====== INPUT MATERIAL
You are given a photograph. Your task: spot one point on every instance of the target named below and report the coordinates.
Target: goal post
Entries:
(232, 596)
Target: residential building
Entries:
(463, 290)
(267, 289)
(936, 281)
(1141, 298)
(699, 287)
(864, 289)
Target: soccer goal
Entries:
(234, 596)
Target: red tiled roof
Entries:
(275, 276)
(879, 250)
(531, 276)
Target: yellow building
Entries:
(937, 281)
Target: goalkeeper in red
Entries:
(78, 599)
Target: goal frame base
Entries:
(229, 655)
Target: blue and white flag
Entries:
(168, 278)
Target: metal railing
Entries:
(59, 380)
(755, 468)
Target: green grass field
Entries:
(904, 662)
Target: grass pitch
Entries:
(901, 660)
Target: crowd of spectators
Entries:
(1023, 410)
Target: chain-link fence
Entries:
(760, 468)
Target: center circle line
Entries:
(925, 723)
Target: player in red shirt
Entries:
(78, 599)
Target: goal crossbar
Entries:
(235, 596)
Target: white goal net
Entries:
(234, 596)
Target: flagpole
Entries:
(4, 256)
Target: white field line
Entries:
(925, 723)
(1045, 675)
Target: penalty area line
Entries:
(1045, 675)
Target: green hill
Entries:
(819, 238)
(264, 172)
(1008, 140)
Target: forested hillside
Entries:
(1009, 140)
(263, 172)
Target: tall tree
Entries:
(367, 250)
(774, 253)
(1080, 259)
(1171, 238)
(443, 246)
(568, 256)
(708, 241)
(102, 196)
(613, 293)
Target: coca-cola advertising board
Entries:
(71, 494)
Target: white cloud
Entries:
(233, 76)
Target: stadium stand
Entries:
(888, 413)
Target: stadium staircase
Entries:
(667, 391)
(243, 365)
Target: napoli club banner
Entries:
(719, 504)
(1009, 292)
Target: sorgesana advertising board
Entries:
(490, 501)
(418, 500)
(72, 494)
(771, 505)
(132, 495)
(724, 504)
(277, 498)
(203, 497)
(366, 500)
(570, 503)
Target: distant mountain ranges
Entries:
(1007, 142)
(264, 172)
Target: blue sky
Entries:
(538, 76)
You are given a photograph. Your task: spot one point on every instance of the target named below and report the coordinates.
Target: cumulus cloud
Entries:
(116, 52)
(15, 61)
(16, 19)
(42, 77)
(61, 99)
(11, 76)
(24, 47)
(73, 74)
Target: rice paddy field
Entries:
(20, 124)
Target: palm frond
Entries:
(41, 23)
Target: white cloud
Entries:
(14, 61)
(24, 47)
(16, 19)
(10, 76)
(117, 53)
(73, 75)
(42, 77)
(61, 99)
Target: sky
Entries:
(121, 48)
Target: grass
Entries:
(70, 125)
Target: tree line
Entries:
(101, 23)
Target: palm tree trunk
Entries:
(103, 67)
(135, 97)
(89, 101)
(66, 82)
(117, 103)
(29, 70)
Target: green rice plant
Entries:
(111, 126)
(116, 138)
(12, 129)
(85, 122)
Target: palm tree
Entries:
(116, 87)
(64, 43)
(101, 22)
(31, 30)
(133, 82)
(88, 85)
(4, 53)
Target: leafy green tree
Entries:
============
DIRECTIONS: How many lines in the records above contain the word "advertising"? Reply with the number and nothing more.

REPLY TO THE TASK: 2